(Stored items)
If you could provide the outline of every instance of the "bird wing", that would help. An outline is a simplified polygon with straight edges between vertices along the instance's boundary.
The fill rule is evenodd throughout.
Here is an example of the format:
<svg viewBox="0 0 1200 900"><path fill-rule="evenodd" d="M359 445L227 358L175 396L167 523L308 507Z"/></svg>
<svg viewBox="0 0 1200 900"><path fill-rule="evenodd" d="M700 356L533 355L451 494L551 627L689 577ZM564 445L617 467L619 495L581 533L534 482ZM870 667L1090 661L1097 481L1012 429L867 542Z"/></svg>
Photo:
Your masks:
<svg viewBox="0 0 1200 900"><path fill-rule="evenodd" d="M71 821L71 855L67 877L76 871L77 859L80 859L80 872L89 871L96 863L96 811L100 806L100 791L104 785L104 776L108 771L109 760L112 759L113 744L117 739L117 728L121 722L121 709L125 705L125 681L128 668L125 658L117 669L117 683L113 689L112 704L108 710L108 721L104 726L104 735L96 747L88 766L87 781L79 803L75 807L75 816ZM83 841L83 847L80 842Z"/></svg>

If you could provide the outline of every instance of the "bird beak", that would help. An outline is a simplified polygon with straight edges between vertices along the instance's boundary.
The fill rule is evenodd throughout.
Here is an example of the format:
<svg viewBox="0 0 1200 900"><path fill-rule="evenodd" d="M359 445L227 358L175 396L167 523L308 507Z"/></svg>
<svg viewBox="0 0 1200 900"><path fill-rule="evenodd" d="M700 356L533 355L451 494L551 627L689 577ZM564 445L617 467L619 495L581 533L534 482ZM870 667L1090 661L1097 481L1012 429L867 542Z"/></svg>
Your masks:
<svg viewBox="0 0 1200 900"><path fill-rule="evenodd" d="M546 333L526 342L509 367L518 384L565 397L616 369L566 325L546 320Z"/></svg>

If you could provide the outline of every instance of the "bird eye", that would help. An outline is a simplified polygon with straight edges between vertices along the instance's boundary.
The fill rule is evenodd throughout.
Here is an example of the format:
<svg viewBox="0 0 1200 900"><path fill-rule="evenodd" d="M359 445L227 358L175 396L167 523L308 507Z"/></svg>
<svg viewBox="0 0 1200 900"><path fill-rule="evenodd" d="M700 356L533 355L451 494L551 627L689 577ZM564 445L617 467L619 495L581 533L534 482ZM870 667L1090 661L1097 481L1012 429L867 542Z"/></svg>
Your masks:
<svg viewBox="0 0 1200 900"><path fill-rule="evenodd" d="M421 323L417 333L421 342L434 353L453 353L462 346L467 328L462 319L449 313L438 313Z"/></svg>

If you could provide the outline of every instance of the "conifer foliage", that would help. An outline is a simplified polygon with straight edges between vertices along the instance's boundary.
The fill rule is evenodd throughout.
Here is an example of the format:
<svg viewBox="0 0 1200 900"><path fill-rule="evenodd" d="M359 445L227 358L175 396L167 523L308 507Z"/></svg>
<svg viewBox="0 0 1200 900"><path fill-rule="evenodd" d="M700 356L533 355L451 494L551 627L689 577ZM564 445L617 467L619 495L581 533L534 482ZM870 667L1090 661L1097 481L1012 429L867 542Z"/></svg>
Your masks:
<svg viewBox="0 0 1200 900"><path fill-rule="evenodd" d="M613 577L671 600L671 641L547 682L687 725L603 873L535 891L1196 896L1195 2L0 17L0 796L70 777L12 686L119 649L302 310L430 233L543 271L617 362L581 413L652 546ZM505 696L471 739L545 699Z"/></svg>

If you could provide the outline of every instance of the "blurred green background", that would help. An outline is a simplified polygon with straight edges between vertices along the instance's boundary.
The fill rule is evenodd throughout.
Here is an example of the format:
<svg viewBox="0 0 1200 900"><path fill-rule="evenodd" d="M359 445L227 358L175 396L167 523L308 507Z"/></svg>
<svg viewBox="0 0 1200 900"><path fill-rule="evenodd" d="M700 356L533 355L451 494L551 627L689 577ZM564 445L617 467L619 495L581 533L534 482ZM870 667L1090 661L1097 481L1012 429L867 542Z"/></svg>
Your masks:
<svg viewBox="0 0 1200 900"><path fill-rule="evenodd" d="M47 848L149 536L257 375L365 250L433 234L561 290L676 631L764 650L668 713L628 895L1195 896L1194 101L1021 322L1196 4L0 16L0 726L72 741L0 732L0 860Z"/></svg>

■ Exercise instructions
The answer must be every line from the records above that contains the word "help", copied out.

■ Written response
If you could provide the outline of every instance of the "bird wing", that would help. An outline is a simplified polygon with straight edges between vertices along the instance's boundary.
If you could provide the outline of every instance of the "bird beak", that would help. An outline is a simplified polygon with straight edges between vertices along the instance's boundary.
If you could provide the outline of every instance of the "bird eye", that would help. An outline is a simplified polygon with straight edges between vertices along the instance's boundary.
If you could provide the outline of every instance of the "conifer foliage", that would help. An outline is a simplified polygon with straight edges between vertices along the instance's boundary.
If you could provide the outline of every instance of the "blurred green background", that would help. An outline is a simplified polygon with straight edges between vertices along the instance's boundary.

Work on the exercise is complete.